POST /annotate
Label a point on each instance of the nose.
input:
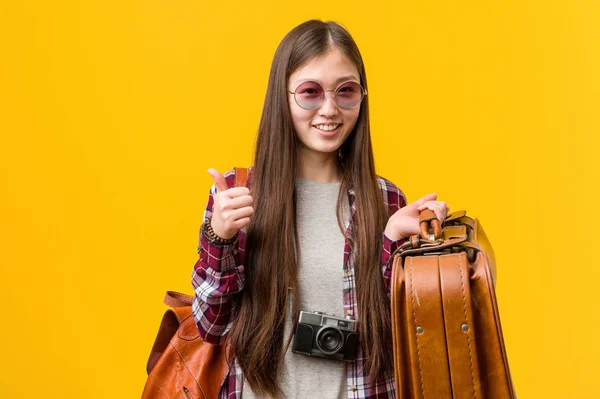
(329, 106)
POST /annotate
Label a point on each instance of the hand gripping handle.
(428, 222)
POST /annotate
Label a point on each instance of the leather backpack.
(447, 336)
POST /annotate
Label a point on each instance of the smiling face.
(324, 129)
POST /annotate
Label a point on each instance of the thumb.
(421, 201)
(220, 181)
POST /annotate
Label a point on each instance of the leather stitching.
(466, 320)
(412, 304)
(188, 369)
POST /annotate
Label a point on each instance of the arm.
(218, 279)
(394, 199)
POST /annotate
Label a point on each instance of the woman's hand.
(232, 207)
(405, 222)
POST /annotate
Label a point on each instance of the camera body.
(326, 336)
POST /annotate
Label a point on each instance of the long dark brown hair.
(271, 266)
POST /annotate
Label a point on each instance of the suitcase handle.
(429, 222)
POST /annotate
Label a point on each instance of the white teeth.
(327, 127)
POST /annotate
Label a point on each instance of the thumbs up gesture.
(405, 222)
(232, 207)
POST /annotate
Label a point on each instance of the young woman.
(312, 232)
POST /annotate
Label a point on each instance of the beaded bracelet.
(211, 236)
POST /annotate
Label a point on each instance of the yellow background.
(112, 111)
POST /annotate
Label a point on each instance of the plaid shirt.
(218, 279)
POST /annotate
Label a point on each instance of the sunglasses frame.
(334, 92)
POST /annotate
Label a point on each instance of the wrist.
(215, 238)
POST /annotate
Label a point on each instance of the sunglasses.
(310, 95)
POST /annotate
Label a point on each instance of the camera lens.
(330, 340)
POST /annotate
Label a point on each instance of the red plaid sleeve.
(394, 199)
(218, 279)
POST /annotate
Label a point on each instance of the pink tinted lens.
(349, 94)
(309, 95)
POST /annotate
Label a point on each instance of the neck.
(318, 167)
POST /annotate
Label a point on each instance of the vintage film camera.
(323, 335)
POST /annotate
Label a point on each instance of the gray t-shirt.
(321, 289)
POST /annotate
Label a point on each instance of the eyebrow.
(338, 81)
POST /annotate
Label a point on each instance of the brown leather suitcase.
(447, 336)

→ **INSTRUCTIONS TO FOLLOW**
Pick out every line in the records above that contains the word "handle", and copy each one. Case counts.

→ **RESPONSE TO THE EXERCISE**
Label a point on each instance of the hand gripping handle.
Label a point on each instance of the suitcase handle.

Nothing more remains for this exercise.